Convert every line of the entries below into a JSON list of strings, one string per line, skipping any blank lines.

Start Working data

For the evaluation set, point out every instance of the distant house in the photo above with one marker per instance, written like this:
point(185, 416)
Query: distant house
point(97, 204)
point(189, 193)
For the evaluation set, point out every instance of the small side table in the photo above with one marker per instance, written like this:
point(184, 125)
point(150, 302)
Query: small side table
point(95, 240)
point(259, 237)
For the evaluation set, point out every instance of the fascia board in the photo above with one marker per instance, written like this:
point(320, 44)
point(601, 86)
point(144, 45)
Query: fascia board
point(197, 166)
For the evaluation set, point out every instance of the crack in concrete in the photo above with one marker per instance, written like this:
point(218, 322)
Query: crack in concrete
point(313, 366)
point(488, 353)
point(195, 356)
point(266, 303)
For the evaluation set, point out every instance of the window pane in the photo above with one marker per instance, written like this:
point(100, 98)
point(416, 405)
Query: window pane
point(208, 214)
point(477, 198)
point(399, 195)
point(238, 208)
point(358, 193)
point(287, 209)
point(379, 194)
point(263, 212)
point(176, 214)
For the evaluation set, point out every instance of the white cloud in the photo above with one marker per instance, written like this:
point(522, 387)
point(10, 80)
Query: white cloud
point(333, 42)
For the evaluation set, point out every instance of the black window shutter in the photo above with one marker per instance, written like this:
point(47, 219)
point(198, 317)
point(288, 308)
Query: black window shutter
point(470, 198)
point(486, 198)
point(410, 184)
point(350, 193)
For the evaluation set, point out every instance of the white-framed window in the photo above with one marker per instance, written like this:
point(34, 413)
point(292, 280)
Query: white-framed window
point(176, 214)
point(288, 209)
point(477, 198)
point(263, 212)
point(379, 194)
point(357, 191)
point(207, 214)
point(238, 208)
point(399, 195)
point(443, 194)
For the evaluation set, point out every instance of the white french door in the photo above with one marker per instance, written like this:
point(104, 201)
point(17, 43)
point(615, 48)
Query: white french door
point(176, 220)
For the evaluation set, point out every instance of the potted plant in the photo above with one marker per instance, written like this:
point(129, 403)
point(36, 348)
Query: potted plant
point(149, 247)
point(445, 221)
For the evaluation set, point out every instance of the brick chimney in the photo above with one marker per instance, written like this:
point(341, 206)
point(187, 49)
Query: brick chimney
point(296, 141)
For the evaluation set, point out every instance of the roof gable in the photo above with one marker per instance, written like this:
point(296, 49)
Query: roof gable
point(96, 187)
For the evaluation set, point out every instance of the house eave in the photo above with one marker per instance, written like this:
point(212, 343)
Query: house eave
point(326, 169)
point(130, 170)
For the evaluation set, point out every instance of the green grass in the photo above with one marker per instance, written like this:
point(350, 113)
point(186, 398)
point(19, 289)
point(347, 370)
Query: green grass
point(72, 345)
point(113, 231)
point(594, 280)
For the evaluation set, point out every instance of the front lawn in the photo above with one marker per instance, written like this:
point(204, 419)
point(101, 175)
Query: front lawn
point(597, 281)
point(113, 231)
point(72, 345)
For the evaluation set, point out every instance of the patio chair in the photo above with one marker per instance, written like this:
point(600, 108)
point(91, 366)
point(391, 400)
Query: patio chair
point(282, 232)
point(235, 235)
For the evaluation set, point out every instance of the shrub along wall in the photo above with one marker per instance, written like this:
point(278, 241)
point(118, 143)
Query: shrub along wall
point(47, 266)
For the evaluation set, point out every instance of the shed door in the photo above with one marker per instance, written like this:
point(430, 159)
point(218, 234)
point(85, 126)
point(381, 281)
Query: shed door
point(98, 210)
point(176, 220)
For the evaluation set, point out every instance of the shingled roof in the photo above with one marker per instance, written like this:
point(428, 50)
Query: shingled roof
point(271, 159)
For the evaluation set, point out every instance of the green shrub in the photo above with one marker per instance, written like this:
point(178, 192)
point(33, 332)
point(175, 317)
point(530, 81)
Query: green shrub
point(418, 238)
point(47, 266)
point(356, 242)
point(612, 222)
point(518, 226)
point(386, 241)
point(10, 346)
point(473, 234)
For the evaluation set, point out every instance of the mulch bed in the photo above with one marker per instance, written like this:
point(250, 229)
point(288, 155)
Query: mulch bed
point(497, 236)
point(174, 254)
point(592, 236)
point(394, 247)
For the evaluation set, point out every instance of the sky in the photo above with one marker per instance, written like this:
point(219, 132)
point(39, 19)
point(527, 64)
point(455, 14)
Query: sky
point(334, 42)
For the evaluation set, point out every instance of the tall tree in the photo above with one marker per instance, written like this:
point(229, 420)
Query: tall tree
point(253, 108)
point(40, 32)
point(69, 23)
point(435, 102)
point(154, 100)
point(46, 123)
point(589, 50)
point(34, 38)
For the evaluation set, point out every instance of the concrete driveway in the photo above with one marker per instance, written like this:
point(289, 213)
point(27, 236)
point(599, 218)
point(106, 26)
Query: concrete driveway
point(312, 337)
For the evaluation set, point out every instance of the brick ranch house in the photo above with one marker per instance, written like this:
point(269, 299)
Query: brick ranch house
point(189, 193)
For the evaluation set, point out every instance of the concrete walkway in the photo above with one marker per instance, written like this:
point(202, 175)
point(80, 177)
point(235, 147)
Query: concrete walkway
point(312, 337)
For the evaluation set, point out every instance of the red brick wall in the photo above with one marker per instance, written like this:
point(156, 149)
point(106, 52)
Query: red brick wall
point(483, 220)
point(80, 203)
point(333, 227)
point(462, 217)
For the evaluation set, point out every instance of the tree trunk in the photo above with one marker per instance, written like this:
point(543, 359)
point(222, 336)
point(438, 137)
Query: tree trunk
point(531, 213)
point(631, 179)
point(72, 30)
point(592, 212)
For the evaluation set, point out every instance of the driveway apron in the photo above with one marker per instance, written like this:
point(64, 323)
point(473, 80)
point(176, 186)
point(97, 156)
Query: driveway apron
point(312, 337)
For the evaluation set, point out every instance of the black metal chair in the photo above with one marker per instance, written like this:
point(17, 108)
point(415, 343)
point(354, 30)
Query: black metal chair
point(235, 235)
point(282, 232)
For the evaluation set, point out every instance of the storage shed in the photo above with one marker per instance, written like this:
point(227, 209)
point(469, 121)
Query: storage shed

End Working data

◆ **Exercise output**:
[
  "For the evaluation set, point out every instance of the distant house in the photo above with one marker per instance, written like this:",
  "point(185, 416)",
  "Query: distant house",
  "point(97, 204)",
  "point(189, 193)",
  "For the evaluation set, point out every instance of the small side table in the photo above with one marker per instance, written like this:",
  "point(184, 125)",
  "point(150, 302)",
  "Query: small side table",
  "point(95, 240)",
  "point(259, 237)",
  "For the evaluation set, point out every instance of the fascia board in the photo above with one marker per instance, written like this:",
  "point(320, 44)",
  "point(601, 86)",
  "point(144, 45)",
  "Query: fascia board",
  "point(197, 166)",
  "For the evaluation set, point out every instance of the crack in concrete in the photo above with one marker per instance, written like this:",
  "point(218, 322)",
  "Query: crack in concrete",
  "point(313, 366)",
  "point(488, 353)",
  "point(195, 356)",
  "point(266, 303)",
  "For the evaluation set, point out every instance of the window pane in the photo above with one marker per instance, written like this:",
  "point(100, 98)",
  "point(416, 405)",
  "Query: window pane",
  "point(208, 214)",
  "point(477, 198)",
  "point(399, 195)",
  "point(238, 208)",
  "point(358, 193)",
  "point(287, 209)",
  "point(379, 194)",
  "point(263, 212)",
  "point(176, 214)",
  "For the evaluation set, point out every instance of the white cloud in the photo above with one marker per instance, written like this:",
  "point(522, 387)",
  "point(10, 80)",
  "Query: white cloud",
  "point(333, 42)",
  "For the evaluation set, point out every instance of the black window shutter in the photo above with one marker per instance, written like this:",
  "point(47, 219)",
  "point(198, 317)",
  "point(288, 308)",
  "Query: black window shutter",
  "point(470, 198)",
  "point(486, 198)",
  "point(410, 184)",
  "point(350, 193)",
  "For the evaluation set, point out every instance of the white-framed window in the photo above with one marker per instance, written like this:",
  "point(34, 413)",
  "point(292, 280)",
  "Query: white-framed window",
  "point(176, 214)",
  "point(288, 209)",
  "point(477, 198)",
  "point(263, 212)",
  "point(379, 194)",
  "point(357, 191)",
  "point(207, 214)",
  "point(238, 208)",
  "point(399, 195)",
  "point(443, 194)",
  "For the evaluation set, point out every instance of the white french door in the photo above with one marker per instance, written like this:",
  "point(104, 201)",
  "point(17, 43)",
  "point(615, 48)",
  "Query: white french door",
  "point(176, 220)",
  "For the evaluation set, point out every instance of the potted plant in the photo above with one marker per instance, written like this:",
  "point(129, 403)",
  "point(36, 348)",
  "Query: potted plant",
  "point(149, 247)",
  "point(445, 221)",
  "For the evaluation set, point out every instance of the brick chimney in the photo above with one marker per instance, written like this:",
  "point(341, 206)",
  "point(187, 49)",
  "Query: brick chimney",
  "point(296, 141)",
  "For the evaluation set, point out every instance of the roof gable in the photo above with one marker per instance, written like this:",
  "point(296, 49)",
  "Query: roof gable",
  "point(96, 187)",
  "For the evaluation set, point out every instance of the house eave in the photo above with one marker per instance, written like this:",
  "point(212, 343)",
  "Query: house eave",
  "point(326, 169)",
  "point(130, 170)",
  "For the evaluation set, point out every instance of the green grass in the photo above with one marker per instance, written like this:",
  "point(350, 113)",
  "point(186, 398)",
  "point(19, 289)",
  "point(347, 370)",
  "Query: green grass",
  "point(72, 345)",
  "point(113, 231)",
  "point(594, 280)",
  "For the evaluation set, point out every instance of the front lawn in the photo above with one marker per instance, written like this:",
  "point(204, 419)",
  "point(101, 175)",
  "Query: front lawn",
  "point(597, 281)",
  "point(113, 231)",
  "point(72, 345)",
  "For the evaluation set, point out every instance of the patio chair in the photo above with one marker per instance, written like this:",
  "point(600, 108)",
  "point(91, 366)",
  "point(391, 400)",
  "Query: patio chair",
  "point(282, 232)",
  "point(235, 235)",
  "For the evaluation set, point out every instance of the shrub along wall in the photo above with one marker per instance, written like this:",
  "point(278, 241)",
  "point(118, 143)",
  "Query: shrub along wall",
  "point(47, 266)",
  "For the evaluation set, point out every instance of the shed door in the photo above with one marker per instance, written like this:",
  "point(430, 159)",
  "point(218, 234)",
  "point(85, 126)",
  "point(381, 281)",
  "Query: shed door",
  "point(98, 210)",
  "point(176, 220)",
  "For the evaluation set, point out every instance of the shingled roof in the photo above with one marker per instance, written like this:",
  "point(428, 50)",
  "Query: shingled roof",
  "point(271, 159)",
  "For the evaluation set, point out every instance of the green shrub in the photo above with one marker per instance, written like this:",
  "point(178, 192)",
  "point(33, 332)",
  "point(175, 317)",
  "point(530, 81)",
  "Query: green shrub",
  "point(418, 238)",
  "point(47, 266)",
  "point(356, 242)",
  "point(612, 222)",
  "point(518, 226)",
  "point(386, 241)",
  "point(10, 346)",
  "point(473, 234)",
  "For the evaluation set, point out every instance of the mulch bed in the photo above with one marker per instance, written like this:",
  "point(250, 229)",
  "point(288, 155)",
  "Query: mulch bed",
  "point(497, 236)",
  "point(174, 254)",
  "point(592, 236)",
  "point(394, 247)",
  "For the evaluation set, point out every instance of the sky in the photo above with one marker per instance, written like this:",
  "point(219, 132)",
  "point(39, 19)",
  "point(527, 64)",
  "point(455, 14)",
  "Query: sky",
  "point(334, 42)",
  "For the evaluation set, point out every instance of the tall tree in the photo above with one marker per instance, written like this:",
  "point(229, 420)",
  "Query: tall tree",
  "point(253, 108)",
  "point(40, 32)",
  "point(69, 23)",
  "point(435, 102)",
  "point(154, 100)",
  "point(46, 123)",
  "point(589, 50)",
  "point(34, 38)",
  "For the evaluation set, point out every instance of the concrete driveway in the photo above with one marker per instance, written like this:",
  "point(289, 213)",
  "point(27, 236)",
  "point(599, 218)",
  "point(106, 26)",
  "Query: concrete driveway",
  "point(312, 337)",
  "For the evaluation set, point out every instance of the brick ranch house in the photo above with one marker per instance, written like this:",
  "point(269, 299)",
  "Query: brick ranch house",
  "point(189, 193)",
  "For the evaluation set, point out every instance of the concrete walkway in the photo above with one marker per instance, written like this:",
  "point(202, 175)",
  "point(80, 177)",
  "point(235, 147)",
  "Query: concrete walkway",
  "point(312, 337)",
  "For the evaluation set, point out every instance of the red brick wall in the photo above with one marker per instance, written like this:",
  "point(156, 149)",
  "point(106, 52)",
  "Query: red brick wall",
  "point(483, 220)",
  "point(80, 203)",
  "point(333, 227)",
  "point(462, 217)",
  "For the evaluation set, point out every instance of the tree trunk in the photo above with one marker per instance, written like this:",
  "point(543, 359)",
  "point(222, 336)",
  "point(438, 137)",
  "Query: tree trunk",
  "point(531, 213)",
  "point(631, 179)",
  "point(72, 30)",
  "point(592, 212)",
  "For the evaluation set, point out every instance of the driveway apron in the photo above with one marker per instance, written like this:",
  "point(64, 323)",
  "point(473, 80)",
  "point(176, 186)",
  "point(97, 156)",
  "Query: driveway apron",
  "point(312, 337)",
  "For the evaluation set, point out every instance of the black metal chair in the photo above with one marker per instance, written like this:",
  "point(17, 108)",
  "point(415, 343)",
  "point(354, 30)",
  "Query: black metal chair",
  "point(235, 235)",
  "point(282, 232)",
  "For the evaluation set, point out every instance of the storage shed in the photo above with one marker per instance, written like this:",
  "point(227, 209)",
  "point(469, 121)",
  "Query: storage shed"
]